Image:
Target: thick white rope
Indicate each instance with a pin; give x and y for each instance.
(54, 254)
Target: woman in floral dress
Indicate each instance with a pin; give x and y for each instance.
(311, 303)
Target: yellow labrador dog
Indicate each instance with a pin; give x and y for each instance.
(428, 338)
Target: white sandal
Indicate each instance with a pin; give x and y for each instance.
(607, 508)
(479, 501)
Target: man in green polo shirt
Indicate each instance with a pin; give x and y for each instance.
● ● ● ● ●
**Directive**
Convert every line of the material above into a Markdown table with the columns Row and Line, numbering each row and omitting any blank lines.

**Answer in full**
| Row | Line |
|---|---|
| 1 | Image: |
| 2 | Target: thick white rope |
| 3 | Indicate each instance with a pin; give x and y for each instance. |
| 4 | (54, 254) |
| 5 | Target: woman in floral dress |
| 6 | Indicate each instance with a pin; give x and y for each instance. |
| 7 | (311, 303) |
| 8 | Target: yellow labrador dog |
| 9 | Indicate each instance with a pin; give x and y for each instance. |
| 10 | (428, 338) |
| 11 | Target: white sandal |
| 12 | Indicate each instance with a pin; give x and y for each instance. |
| 13 | (607, 508) |
| 14 | (479, 501) |
| 15 | Target: man in green polo shirt |
| 16 | Indicate each instance with a pin; give x and y for each instance. |